> [What the task requires]: Can you carry on the peer review text below, picking up right after its last sentence?

(Text under study)

There is some evidence that peer review improves both communication standards and related issues of quality. A 2008 survey of 3,040 scientists found that 90 percent agreed that peer review improved the quality of their work, and the most cited area of improvement was writing and presentation. Researchers who compared preprints with peer-reviewed versions found evidence that the peer-reviewed versions had clearer abstracts and better reporting of methods (as measured on a five-point rating scale).

A 1994 study in the Annals of Internal Medicine found that peer review improved 34 out of 35 measures of quality (mainly having to do with communication, statistical methods, and reporting for reproducibility). Interestingly, the study found that peer review most improved the author’s discussions of their work’s limitations and implications. This is a strong indication that peer reviewers push back against the aforementioned signs of importance hacking — namely, inflated importance and a weak treatment of limitations.⁵

Another measure of quality most improved by peer review, according to the 1994 study, was the use of confidence intervals or error bars on data. There is an adage from physics that states: “A measurement without an uncertainty is meaningless.” A professional physicist would never be caught reporting an experimental measurement without an uncertainty attached. Unfortunately, other fields do not value uncertainty quantification as strongly. Peer review is a way of enforcing essential standards like this when they are not already baked into the culture of a field.

Peer Review and Bold Ideas

Critics of peer review argue that it is inherently biased against people with big, bold, paradigm-shifting ideas. However, most big, bold, paradigm-shifting ideas are wrong. Experts in a particular field are the best suited to distinguish which radical, attention-grabbing claims have a chance of being true.

Remember LK-99, the putative room-temperature superconductor? Well, that episode was initially touted as a success of the “publish PDFs on the internet” model and of “open science.” However, this was not the case. From day one, experts almost universally labeled LK-99 as junk science. They pointed to the physical implausibility of the findings, the author’s suspicious website, similar claims made in the past that didn’t pan out, anomalies in the data, and obvious scientific errors sprinkled throughout the text. Even so, LK-99 managed to garner a huge amount of attention on Twitter.⁶

Many scientists tried to capitalize on the LK-99 hype by publishing papers on LK-99, hoping to bring attention to their labs and gain easy citations. Numerous labs stopped what they were doing to synthesize and characterize their own samples. Theorists started running quantum simulations and publishing elaborate theories on how LK-99 might work.

Now, one can argue that it was worth investigating LK-99 given the potential upside if it was, in fact, a room-temperature superconductor. Still, claiming the LK-99 episode as a success story strikes me as misguided. Enormous amounts of resources were wasted chasing LK-99 that could have been saved by heeding a council of experts.

(End Text under study)
(Recorded information)

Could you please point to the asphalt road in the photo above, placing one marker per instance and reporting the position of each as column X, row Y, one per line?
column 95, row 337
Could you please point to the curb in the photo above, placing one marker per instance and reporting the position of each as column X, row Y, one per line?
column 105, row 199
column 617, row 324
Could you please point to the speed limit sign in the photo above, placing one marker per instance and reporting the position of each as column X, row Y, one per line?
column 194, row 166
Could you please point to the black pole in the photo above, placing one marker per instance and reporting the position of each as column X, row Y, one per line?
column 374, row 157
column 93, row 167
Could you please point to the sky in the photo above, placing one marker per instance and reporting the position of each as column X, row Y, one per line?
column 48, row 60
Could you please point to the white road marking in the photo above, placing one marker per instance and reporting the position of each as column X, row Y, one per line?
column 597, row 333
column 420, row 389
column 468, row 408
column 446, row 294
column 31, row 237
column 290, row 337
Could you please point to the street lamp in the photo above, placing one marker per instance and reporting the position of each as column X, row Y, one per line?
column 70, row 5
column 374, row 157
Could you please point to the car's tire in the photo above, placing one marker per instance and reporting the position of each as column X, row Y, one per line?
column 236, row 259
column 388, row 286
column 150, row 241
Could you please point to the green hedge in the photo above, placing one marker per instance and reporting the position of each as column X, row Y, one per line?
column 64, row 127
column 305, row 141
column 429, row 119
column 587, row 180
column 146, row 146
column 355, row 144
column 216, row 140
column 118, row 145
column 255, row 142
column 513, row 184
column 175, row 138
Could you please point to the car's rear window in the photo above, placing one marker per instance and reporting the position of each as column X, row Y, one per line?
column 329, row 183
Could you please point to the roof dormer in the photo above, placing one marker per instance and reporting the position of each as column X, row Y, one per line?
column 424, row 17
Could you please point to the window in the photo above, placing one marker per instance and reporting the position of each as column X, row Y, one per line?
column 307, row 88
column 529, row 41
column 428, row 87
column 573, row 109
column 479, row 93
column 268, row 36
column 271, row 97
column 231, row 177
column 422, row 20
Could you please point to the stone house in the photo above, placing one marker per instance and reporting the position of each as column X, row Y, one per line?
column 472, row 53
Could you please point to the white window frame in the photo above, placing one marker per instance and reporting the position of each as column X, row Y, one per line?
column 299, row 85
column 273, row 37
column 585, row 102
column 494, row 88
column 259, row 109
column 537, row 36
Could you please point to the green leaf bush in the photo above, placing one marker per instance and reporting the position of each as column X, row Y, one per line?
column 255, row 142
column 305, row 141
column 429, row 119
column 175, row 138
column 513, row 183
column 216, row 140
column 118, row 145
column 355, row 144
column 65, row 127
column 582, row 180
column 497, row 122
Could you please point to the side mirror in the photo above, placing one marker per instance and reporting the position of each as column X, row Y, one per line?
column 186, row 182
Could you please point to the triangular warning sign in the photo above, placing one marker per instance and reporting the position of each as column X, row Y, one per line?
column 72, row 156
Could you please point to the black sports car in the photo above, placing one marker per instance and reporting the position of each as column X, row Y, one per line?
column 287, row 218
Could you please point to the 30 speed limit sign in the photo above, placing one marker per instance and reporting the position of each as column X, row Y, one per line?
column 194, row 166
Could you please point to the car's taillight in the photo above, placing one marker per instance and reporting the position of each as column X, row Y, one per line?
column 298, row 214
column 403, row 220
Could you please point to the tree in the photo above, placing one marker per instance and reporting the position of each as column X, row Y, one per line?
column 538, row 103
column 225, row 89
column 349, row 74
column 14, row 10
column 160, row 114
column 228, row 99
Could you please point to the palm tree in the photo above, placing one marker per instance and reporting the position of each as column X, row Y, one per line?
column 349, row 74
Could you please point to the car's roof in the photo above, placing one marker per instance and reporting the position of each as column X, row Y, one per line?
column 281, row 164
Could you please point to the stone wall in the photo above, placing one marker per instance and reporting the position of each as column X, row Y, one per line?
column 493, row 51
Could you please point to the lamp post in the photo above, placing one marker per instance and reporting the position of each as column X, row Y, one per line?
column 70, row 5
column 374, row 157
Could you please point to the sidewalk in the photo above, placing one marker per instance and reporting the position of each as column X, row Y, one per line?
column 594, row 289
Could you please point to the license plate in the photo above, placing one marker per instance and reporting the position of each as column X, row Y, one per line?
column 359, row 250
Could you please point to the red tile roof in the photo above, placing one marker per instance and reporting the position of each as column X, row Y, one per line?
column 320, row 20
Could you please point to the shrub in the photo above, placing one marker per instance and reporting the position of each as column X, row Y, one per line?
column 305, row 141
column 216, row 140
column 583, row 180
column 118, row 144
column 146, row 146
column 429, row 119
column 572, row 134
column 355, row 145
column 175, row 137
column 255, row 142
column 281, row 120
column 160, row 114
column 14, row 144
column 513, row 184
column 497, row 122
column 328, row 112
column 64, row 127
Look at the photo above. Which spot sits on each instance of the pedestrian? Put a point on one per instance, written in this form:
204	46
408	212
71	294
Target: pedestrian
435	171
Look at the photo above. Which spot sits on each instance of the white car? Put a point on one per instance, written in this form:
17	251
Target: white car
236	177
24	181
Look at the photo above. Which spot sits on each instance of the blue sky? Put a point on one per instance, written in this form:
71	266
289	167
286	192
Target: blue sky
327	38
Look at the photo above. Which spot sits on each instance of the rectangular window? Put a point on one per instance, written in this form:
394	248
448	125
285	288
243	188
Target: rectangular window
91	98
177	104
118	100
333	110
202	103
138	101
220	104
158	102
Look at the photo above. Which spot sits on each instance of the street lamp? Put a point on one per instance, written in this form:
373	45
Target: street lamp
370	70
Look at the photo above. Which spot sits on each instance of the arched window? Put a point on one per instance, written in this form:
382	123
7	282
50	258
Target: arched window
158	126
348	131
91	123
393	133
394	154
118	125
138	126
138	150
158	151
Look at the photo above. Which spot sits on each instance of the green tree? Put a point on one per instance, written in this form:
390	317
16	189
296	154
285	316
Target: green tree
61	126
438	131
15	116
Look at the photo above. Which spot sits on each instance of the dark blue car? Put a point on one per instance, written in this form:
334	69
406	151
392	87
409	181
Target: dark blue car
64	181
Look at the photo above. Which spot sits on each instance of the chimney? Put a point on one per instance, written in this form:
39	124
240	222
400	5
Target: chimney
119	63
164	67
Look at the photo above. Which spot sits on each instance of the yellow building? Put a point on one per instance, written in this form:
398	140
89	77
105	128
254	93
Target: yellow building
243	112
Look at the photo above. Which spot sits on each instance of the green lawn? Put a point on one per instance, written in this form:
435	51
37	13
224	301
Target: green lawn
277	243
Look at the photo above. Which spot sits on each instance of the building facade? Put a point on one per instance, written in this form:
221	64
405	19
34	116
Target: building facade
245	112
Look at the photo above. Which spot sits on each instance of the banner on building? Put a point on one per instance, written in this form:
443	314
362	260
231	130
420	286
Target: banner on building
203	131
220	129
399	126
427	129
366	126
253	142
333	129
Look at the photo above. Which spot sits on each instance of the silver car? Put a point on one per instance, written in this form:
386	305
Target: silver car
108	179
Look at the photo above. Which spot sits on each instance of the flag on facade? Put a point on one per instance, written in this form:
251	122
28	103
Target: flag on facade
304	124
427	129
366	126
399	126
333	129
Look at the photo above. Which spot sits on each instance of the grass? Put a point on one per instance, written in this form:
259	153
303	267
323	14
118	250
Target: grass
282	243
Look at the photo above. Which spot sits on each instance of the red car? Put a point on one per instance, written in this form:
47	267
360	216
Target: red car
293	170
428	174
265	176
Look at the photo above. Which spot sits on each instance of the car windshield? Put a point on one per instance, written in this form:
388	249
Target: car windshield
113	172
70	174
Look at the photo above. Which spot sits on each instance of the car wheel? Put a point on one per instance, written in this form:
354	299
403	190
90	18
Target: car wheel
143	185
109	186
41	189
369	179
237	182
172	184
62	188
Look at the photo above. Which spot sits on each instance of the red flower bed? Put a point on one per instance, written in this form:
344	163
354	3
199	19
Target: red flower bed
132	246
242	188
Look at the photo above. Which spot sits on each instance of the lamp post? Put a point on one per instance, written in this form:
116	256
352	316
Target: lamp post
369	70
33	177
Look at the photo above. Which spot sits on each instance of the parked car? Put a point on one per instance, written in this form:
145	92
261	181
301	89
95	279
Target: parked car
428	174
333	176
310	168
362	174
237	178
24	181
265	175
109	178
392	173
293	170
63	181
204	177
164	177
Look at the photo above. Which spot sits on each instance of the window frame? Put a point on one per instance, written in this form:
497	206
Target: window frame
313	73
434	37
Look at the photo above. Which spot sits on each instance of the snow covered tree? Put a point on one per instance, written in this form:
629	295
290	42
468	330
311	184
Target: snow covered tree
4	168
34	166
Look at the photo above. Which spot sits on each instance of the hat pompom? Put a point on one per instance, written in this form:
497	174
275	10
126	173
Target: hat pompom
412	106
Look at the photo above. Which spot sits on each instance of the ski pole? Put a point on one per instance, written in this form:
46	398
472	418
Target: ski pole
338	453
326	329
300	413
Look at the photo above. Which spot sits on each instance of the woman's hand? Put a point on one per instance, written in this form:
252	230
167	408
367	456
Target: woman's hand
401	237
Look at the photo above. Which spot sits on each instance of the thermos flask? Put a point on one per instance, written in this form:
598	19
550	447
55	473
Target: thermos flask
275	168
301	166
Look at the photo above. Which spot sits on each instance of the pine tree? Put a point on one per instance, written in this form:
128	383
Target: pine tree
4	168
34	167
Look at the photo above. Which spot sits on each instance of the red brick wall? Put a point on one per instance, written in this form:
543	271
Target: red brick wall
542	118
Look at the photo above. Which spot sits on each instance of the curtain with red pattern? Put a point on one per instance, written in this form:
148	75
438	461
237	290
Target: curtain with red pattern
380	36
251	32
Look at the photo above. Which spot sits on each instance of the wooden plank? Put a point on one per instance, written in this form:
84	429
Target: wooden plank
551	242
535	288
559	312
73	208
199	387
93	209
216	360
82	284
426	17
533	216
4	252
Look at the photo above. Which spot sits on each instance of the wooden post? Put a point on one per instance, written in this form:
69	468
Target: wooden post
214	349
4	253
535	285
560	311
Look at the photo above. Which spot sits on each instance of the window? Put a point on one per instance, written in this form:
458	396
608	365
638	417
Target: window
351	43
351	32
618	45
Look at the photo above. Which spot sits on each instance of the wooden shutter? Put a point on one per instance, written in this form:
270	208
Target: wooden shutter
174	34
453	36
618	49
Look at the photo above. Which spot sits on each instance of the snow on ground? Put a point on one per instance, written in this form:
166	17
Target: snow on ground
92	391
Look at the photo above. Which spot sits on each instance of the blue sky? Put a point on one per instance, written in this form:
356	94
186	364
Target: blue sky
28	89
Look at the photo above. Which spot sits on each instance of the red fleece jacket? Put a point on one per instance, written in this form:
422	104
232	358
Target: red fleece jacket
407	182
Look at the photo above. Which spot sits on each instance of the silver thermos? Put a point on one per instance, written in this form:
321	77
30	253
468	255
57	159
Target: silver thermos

(End Recorded information)

> [Exercise answer]:
Another example of an erroneous “big idea” concerns data reported in 2011 by researchers at CERN, purporting to show neutrinos (a kind of subatomic particle) traveling faster than light. The finding led to hundreds of theory papers attempting to explain the result, in addition to about twenty follow-up experiments. In the end, the CERN researchers retracted their claim after discovering a loose cable was causing faulty measurements.

In 2014, researchers prematurely announced that they had detected “echoes” of gravitational waves from the Big Bang. These findings, which were later shown to be false, influenced hiring decisions, paper publication, grant applications, and even “the government planning of large-scale projects,” according to the theoretical physicist Paul Steinhardt.⁷

The aforementioned examples all transpired — from initial report to debunking — over a period of less than two years. However, the history of science is littered with episodes of extended confusion, where scientists spend many years or even decades chasing evidence for some exciting new phenomena that lacked validity to begin with.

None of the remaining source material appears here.